** Passage **
^^^^^^^^^^^^^^^^
Warning: this blog post contains images and discussion of human remains.  

Our National Highways A14 Cambridge to Huntingdon Improvement Scheme continues to open windows to the past. The latest discovery, from the analysis of a rare type of early medieval burial, gives us a glimpse into the tragic life of a young woman considered an outsider by her community.

The early medieval (c.410-1066) settlement of Conington in Cambridgeshire shares its name with the nearby modern village. The name Conington means ‘king’s town’ This suggests the early medieval village was one of many ‘administrative centres’ for the Mercian kingdom. At its height in the 7th and 8th centuries, the Kingdom of Mercia stretched from the Humber River in the north to the Thames in the south. The settlement was likely abandoned when Mercia began to lose power in the early 9th century.
^^^^^^^^^^^^^^^^
** Material supplied **

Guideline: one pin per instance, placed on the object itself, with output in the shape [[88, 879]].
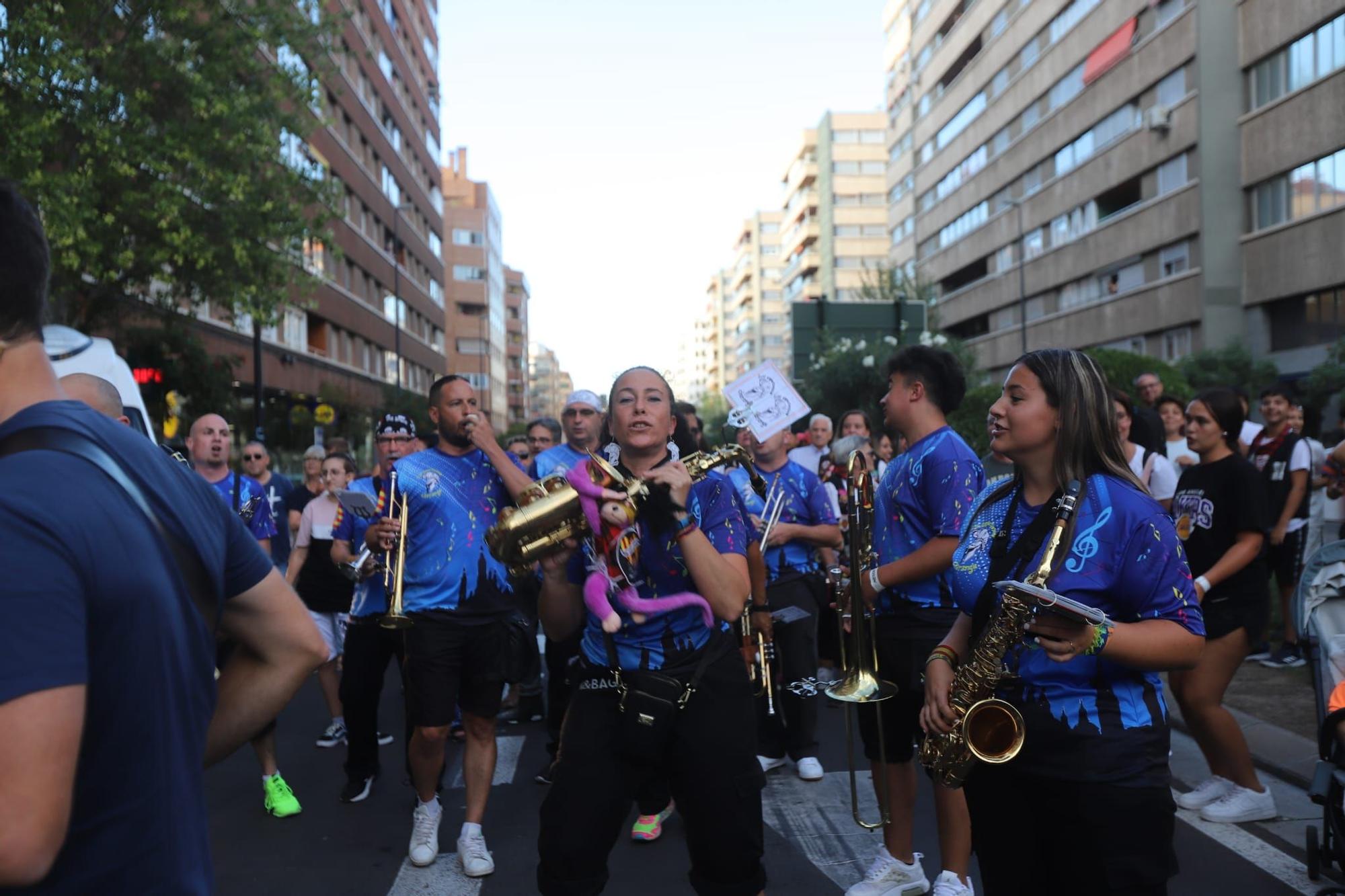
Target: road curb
[[1276, 749]]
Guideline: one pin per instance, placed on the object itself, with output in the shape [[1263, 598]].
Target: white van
[[72, 352]]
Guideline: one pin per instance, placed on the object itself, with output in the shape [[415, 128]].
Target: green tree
[[151, 135], [1122, 368], [1327, 380], [1229, 366]]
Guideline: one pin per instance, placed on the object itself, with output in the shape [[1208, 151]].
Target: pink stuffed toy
[[617, 540]]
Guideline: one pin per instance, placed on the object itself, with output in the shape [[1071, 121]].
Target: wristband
[[1101, 635]]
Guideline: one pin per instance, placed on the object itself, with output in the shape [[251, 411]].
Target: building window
[[1172, 174], [1172, 88], [1175, 259], [1315, 319]]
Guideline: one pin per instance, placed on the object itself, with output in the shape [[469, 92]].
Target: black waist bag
[[649, 702]]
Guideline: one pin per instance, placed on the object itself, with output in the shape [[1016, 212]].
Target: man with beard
[[369, 646], [458, 596]]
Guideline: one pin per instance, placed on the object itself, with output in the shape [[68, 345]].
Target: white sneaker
[[949, 884], [888, 876], [477, 860], [1206, 792], [424, 846], [1239, 805]]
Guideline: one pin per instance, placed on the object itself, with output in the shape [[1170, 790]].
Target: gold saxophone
[[549, 510], [989, 728]]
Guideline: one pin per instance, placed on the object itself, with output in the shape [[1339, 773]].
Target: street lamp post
[[1023, 287], [397, 292]]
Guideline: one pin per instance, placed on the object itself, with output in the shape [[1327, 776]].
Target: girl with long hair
[[1086, 805], [703, 737], [1223, 517]]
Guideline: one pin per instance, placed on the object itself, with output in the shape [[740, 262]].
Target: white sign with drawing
[[765, 401]]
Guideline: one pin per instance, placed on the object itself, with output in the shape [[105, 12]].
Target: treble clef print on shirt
[[1087, 545]]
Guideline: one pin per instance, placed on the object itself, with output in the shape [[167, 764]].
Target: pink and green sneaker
[[650, 827]]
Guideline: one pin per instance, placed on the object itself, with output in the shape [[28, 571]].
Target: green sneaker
[[649, 827], [280, 798]]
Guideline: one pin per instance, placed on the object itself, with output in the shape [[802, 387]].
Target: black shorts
[[903, 650], [1042, 836], [1227, 616], [451, 663], [1286, 559]]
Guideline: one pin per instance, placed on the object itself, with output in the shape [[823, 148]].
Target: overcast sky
[[626, 142]]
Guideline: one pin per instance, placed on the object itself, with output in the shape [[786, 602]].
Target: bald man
[[98, 393]]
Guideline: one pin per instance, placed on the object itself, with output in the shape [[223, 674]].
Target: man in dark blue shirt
[[108, 701]]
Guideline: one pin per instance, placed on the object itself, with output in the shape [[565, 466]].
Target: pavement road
[[813, 845]]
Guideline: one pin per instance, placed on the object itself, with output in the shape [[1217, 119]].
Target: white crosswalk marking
[[445, 877], [816, 818], [506, 762]]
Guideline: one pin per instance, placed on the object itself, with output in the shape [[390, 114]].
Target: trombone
[[860, 663], [395, 569]]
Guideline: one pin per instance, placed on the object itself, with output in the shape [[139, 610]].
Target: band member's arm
[[516, 478], [1297, 489], [279, 646], [560, 606], [40, 749], [937, 715], [822, 536], [1245, 549], [923, 563]]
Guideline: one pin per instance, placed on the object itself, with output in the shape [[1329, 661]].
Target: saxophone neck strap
[[1008, 559]]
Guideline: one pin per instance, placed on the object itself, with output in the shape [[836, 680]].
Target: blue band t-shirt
[[806, 503], [371, 596], [558, 459], [93, 598], [263, 525], [666, 641], [453, 502], [1091, 719], [925, 494]]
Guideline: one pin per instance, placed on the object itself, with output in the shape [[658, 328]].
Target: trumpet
[[395, 569], [758, 654], [860, 662]]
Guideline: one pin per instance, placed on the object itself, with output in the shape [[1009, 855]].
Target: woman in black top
[[1222, 516]]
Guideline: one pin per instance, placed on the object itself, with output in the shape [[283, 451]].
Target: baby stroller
[[1320, 618]]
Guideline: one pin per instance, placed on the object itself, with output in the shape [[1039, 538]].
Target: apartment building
[[377, 317], [517, 295], [754, 319], [1292, 136], [475, 315], [1151, 175], [835, 208], [548, 385]]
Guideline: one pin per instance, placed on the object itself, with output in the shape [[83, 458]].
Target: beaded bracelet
[[1101, 635]]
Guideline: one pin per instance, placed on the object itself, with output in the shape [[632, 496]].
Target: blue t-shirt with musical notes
[[926, 493], [371, 595], [666, 641], [806, 503], [451, 503], [1090, 719]]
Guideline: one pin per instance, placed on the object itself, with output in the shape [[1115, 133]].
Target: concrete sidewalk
[[1280, 751]]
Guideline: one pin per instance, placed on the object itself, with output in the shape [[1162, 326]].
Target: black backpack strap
[[189, 561]]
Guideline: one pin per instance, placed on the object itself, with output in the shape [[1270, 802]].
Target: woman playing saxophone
[[1086, 805]]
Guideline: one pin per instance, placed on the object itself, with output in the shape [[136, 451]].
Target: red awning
[[1110, 52]]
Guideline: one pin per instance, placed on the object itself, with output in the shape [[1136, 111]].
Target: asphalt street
[[813, 845]]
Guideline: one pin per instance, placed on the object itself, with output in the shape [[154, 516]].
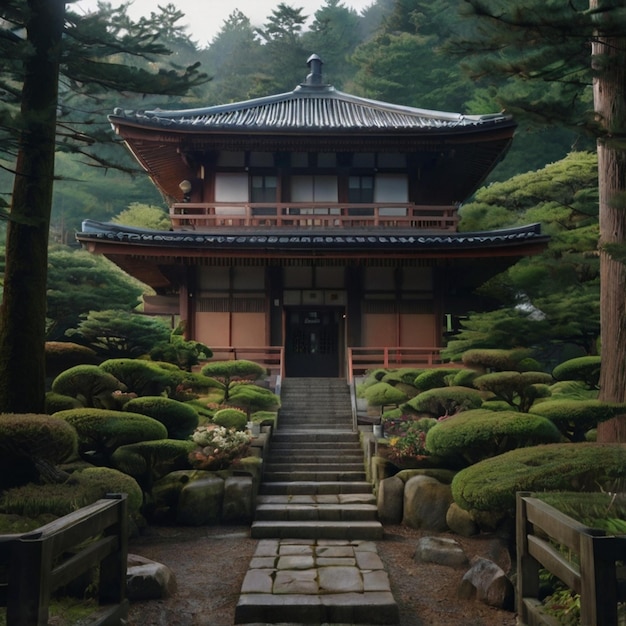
^^^^^^^^^^^^^^^^
** Instructions for the task **
Summarize the blog post about the A14 discovery in two sentences. The data has no connection to the blog post.

** Worked solution **
Analysis of a rare type of early medieval burial found during the National Highways A14 Cambridge to Huntingdon Improvement Scheme offers a glimpse into the tragic life of a young woman her community considered an outsider. The burial comes from the early medieval settlement of Conington in Cambridgeshire, whose name means "king's town" and suggests it was one of many administrative centers for the Kingdom of Mercia; the settlement was likely abandoned when Mercia began to lose power in the early 9th century.